**Kutipan Teks:**

▼

PALU, MERCUSUAR – Pemerhati masalah HIV-AIDS Kota Palu, Abdul Hanif mengungkapkan, perkembangan kasus HIV-AIDS di Provinsi Sulteng saat ini menunjukkan peningkatan jumlah penderita yang umumnya berasal dari kelompok usia produktif.
“Baru saja saya bincang-bincang dengan teman yang selama ini concern dengan masalah HIV-AIDS, saya dapat info, kalau kelompok usia produktif itu, umumnya adalah teman-teman mahasiswa. Itu (data) di seluruh Sulawesi Tengah, bukan hanya di salah satu kabupaten atau Kota Palu,” ungkap Hanif, melalui rilisnya, Selasa (19/10/2021).
Menurut Hanif, diketahuinya kelompok usia produktif yang umumnya adalah mahasiswa, setelah dilakukan penelusuran oleh para konselor. Para konselor tersebut sebelumnya sudah mendapatkan data awal tentang orang-orang yang dicurigai mengidap virus, yang sampai saat ini belum ditemukan obatnya tersebut.
“Teman-teman konselor ini, punya berbagai macam cara dan upaya dalam menelusuri orang-orang yang dicurigai sebagai ODHA (Orang dengan HIV-AIDS). Setelah mendapatkan data awal, mereka kemudian meminta orang yang dicurigai untuk dilakukan VCT (Voluntary Counseling and Testing). Dari situlah, mereka menentukan apakah orang yang dicurigai ini positif atau tidak. Dari VCT itu, ditelusuri riwayatnya, di mana mereka mendapatkan virus itu. Hal ini penting, untuk memotong mata rantai penularan virus,” jelas Hanif, yang dalam tesisnya di Program Pascasarjana Untad meneliti terkait HIV-AIDS di Kota Palu.

▲

**Entri yang Diberikan:**
▼

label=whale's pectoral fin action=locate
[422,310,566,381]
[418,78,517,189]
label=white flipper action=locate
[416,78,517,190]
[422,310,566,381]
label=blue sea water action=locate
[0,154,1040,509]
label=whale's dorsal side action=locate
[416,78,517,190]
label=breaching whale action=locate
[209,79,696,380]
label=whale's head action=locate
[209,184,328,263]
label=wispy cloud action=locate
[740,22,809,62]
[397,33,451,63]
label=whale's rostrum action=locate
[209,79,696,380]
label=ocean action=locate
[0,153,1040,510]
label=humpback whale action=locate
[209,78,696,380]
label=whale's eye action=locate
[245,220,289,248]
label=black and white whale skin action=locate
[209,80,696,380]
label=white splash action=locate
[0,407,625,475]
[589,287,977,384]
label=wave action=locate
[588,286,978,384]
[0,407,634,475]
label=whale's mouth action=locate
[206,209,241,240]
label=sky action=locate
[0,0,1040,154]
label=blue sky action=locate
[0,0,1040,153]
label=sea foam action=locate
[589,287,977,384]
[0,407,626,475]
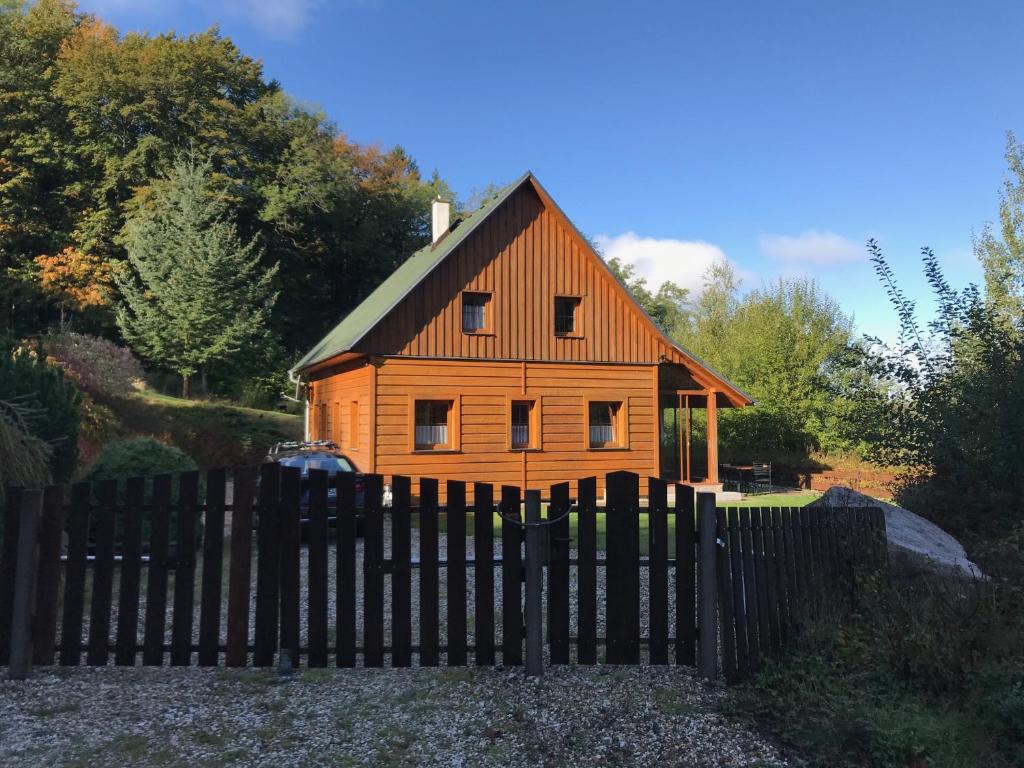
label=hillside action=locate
[81,391,302,468]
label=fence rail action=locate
[0,464,886,681]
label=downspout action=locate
[281,371,309,440]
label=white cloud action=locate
[760,229,864,264]
[81,0,324,39]
[595,231,739,296]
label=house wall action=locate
[309,358,375,472]
[376,357,657,493]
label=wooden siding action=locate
[356,185,696,364]
[376,357,657,489]
[309,359,375,472]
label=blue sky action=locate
[82,0,1024,336]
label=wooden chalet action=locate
[292,173,752,499]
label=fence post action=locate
[697,494,719,680]
[526,490,544,677]
[7,489,43,680]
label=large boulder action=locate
[808,485,984,579]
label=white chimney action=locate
[430,198,452,245]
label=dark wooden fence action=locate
[0,464,885,681]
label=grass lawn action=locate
[413,490,821,557]
[104,391,302,468]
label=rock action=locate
[808,485,985,579]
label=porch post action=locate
[708,389,718,483]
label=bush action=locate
[0,400,52,502]
[82,437,203,542]
[0,339,81,482]
[82,437,199,482]
[45,332,144,398]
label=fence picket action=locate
[334,472,366,667]
[85,480,118,667]
[420,477,440,667]
[32,485,67,667]
[391,475,409,667]
[739,507,761,672]
[199,469,227,667]
[171,472,199,667]
[306,469,329,669]
[0,485,24,667]
[501,485,523,667]
[446,480,466,667]
[114,477,143,667]
[715,507,738,682]
[224,467,256,667]
[547,482,569,664]
[771,507,791,647]
[647,477,669,665]
[723,507,751,680]
[676,484,697,667]
[362,474,384,667]
[253,463,281,667]
[473,482,495,667]
[761,507,781,655]
[278,467,303,667]
[577,477,597,664]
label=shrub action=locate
[82,437,203,542]
[82,437,199,482]
[0,339,81,482]
[45,332,144,398]
[0,400,52,502]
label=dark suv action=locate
[263,440,391,526]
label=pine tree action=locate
[117,154,278,397]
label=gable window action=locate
[411,397,460,451]
[462,291,490,334]
[587,401,626,449]
[509,400,541,451]
[555,296,580,336]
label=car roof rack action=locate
[270,440,338,456]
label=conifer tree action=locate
[116,154,278,397]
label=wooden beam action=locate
[708,389,718,483]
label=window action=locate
[462,292,490,334]
[414,400,452,451]
[555,296,580,336]
[587,402,625,449]
[509,400,541,451]
[348,400,359,451]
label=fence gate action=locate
[0,464,886,681]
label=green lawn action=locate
[413,490,821,557]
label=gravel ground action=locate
[0,667,786,768]
[18,529,786,768]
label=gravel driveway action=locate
[6,530,786,768]
[0,667,786,768]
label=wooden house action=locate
[292,173,752,488]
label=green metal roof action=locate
[292,171,531,372]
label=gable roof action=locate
[292,171,754,404]
[292,171,532,372]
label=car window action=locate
[281,454,354,475]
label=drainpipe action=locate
[282,371,309,440]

▲

**Petunjuk Kerja:**
[a] Ringkas paragraf dalam teks tentang HIV-AIDS di Sulawesi Tengah yang dimulai dengan kata “Teman-teman konselor ini” menjadi daftar butir singkat, dengan tetap memuat fakta-fakta utamanya.
[b] Lanjutkan teks tentang HIV-AIDS di Sulawesi Tengah, mulai dari kalimat sesudah bagian terakhir yang ditampilkan.

**Bagian Jawaban:**
[a]
- Para konselor memakai berbagai cara untuk menelusuri orang yang dicurigai sebagai ODHA (Orang dengan HIV-AIDS).
- Setelah memperoleh data awal, mereka meminta orang yang dicurigai menjalani VCT (Voluntary Counseling and Testing).
- Hasil VCT menentukan apakah orang tersebut positif atau tidak.
- Dari VCT itu pula ditelusuri riwayatnya untuk mengetahui dari mana virus didapat.
- Penelusuran ini penting untuk memotong mata rantai penularan virus.
- Keterangan ini disampaikan Hanif, yang meneliti HIV-AIDS di Kota Palu dalam tesisnya di Program Pascasarjana Untad.

[b]
Ia melanjutkan, kelompok usia produktif yang umumnya adalah mahasiswa, sebenarnya tidak termasuk dalam kelompok risiko tinggi (risti) orang-orang yang dapat tertular atau menularkan virus HIV. Namun karena gaya hidup dan pergaulan, dapat menyebabkan siapa saja bisa saja tertular HIV-AIDS, tanpa memandang status risti atau tidak.
“Mahasiswa itu kan usia rentan dan masih labil, mereka sebenarnya masih harus dalam pengawasan orang tua. Tetapi karena umumnya banyak yang jauh dari orang tua, lalu ketemu teman bergaul yang menyebabkan mereka terjerumus ke hal-hal yang dapat membawa mereka tertular HIV. Kasihan, kalau masih muda sudah tertular,” tutur Hanif.
Ia melanjutkan, saat ini, belum ada obat yang dapat membunuh virus yang menyerang sistem kekebalan tubuh tersebut. Yang ada, baru obat antiretroviral (ARV) yang hanya membantu antibodi untuk mempertahankan diri dari serangan virus HIV. Namun bagi ODHA, diharuskan mengonsumsi obat-obatan tersebut seumur hidupnya, tanpa ada jaminan bahwa virus dalam tubuhnya akan hilang atau mati.
Hanif mengungkapkan, berdasarkan data dari Komisi Penanggulangan HIV-AIDS (KPA), di Sulawesi Tengah data kumulatif pada tahun 2020, penderita HIV berjumlah 2.178 kasus, sedangkan yang sudah mencapai fase AIDS 982 kasus. Dari data itu, diestimasi bahwa kasus HIV di 2020 sekitar 4.702 kasus, atau kasus yang terungkap mencapai 46,32 persen.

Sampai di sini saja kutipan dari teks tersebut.